§ AIM OF THE TASK: Repeat each of the rows below word for word. Leave the pictures out of your answer.

— Begin AVAILABLE DATA —

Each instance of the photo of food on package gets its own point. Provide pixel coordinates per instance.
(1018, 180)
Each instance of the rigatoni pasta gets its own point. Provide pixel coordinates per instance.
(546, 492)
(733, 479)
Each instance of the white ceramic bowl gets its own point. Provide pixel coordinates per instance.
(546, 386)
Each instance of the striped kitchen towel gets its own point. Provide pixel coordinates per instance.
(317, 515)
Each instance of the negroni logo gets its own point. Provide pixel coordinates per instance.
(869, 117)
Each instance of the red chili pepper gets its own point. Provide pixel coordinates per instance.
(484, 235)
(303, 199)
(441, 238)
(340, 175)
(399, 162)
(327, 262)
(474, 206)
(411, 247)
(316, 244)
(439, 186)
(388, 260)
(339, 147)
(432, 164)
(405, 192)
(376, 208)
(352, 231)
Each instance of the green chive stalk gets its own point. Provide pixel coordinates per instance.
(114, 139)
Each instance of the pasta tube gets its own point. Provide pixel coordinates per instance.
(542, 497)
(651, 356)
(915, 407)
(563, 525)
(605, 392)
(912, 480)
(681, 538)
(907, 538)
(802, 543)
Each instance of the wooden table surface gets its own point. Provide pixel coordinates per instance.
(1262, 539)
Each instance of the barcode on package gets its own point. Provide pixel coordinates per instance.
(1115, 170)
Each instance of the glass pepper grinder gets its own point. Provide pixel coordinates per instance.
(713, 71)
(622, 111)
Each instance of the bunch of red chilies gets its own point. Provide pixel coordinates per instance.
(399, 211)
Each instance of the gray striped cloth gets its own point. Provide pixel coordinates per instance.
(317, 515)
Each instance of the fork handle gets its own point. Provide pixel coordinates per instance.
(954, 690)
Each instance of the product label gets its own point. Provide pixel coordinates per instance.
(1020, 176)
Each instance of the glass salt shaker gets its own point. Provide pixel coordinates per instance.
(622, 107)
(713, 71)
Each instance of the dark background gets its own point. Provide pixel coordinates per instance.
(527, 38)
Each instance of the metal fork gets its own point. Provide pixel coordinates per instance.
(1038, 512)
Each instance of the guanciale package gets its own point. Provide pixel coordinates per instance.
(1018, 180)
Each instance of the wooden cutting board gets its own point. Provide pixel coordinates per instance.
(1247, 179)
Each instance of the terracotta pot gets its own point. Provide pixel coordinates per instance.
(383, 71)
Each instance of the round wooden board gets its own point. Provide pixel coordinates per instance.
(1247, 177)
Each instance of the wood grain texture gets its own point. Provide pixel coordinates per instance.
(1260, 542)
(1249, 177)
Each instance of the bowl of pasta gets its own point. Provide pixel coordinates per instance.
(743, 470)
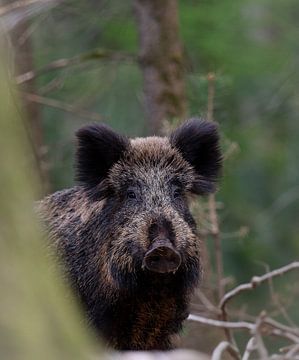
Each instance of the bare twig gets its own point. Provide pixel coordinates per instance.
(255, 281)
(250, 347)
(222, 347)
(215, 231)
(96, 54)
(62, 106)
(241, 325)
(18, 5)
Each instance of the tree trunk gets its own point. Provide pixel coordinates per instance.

— End AVAILABLE DATA —

§ EXPECTED ANSWER:
Each instance of the photo of food on package gets its own point. Provide pixel coordinates per instance.
(1018, 180)
Each instance of the rigatoni pasta gets its own point. Provide pixel coordinates per instance.
(546, 492)
(733, 479)
Each instance of the white ceramic bowl gets its own point. Provide pixel coordinates per instance.
(546, 386)
Each instance of the striped kitchen towel gets its own point. Provide pixel coordinates per instance.
(317, 515)
Each instance of the negroni logo gets its own point. Provide pixel coordinates per instance.
(869, 117)
Each instance of the red chili pepper gets its own point. Provide pixel coordinates per instance.
(484, 235)
(303, 199)
(441, 238)
(340, 175)
(399, 162)
(327, 262)
(474, 206)
(411, 247)
(316, 244)
(439, 186)
(388, 260)
(339, 147)
(432, 164)
(405, 192)
(376, 208)
(352, 231)
Each instance of the green chive stalk gets its own point. Provide pixel coordinates per instance.
(114, 139)
Each instance of the pasta tube gets its own point. Provide pixel coordinates per instance.
(542, 497)
(651, 356)
(915, 407)
(563, 525)
(605, 392)
(912, 480)
(681, 538)
(907, 538)
(802, 543)
Each instance of the wooden table surface gets its own point. Provide pixel coordinates per instance.
(1262, 539)
Each instance of the barcode on package gets its own point. Provide pixel coordinates per instance.
(1115, 170)
Each instance of the glass pepper grinder gets its own point. Provide pixel coordinates per instance.
(713, 71)
(622, 111)
Each instance of the bunch of red chilies gets its own point. Provide pixel coordinates per instance.
(399, 211)
Each instance of the gray striped cloth gets its own point. Provide pixel coordinates per instance.
(317, 515)
Each instance of the fork handle gets its own point. Provide pixel coordinates per instance.
(954, 690)
Each instance of the product label gets its own point. Provide pixel coordinates per instance.
(1020, 176)
Each instance of the glass salt shaker gets its own point. Provide pixel coordinates per instance.
(622, 107)
(713, 71)
Each instance of the dark background gets its own point. Provide pixel coordinates per instance.
(527, 38)
Each instance of the metal fork gets its own point. Provide pixel coordinates per instance.
(1038, 512)
Each instance of the guanciale package gets its own point. Provide pixel coordinates per instance.
(1018, 180)
Each instance of the wooden cutting board gets its own point. Provide pixel coordinates per instance.
(1247, 179)
Each instance of the terracotta pot gets its own point. Provide pixel coordinates per instance.
(383, 71)
Each instance of the round wooden board gets its own point. Provide pixel coordinates per instance.
(1247, 177)
Each instance of the wood grain texture gets its own point. Provide pixel coordinates per instance.
(1260, 542)
(1249, 177)
Each instance of the bowl of pasta gets its own point. Provide pixel coordinates per instance.
(743, 470)
Each instance of the bare twig gets its own point. Provide pixel coordinates per instance.
(255, 281)
(250, 347)
(222, 347)
(215, 231)
(96, 54)
(62, 106)
(241, 325)
(18, 5)
Each instance of the tree trunk gets its own point. Provide pixel coordinates per instance.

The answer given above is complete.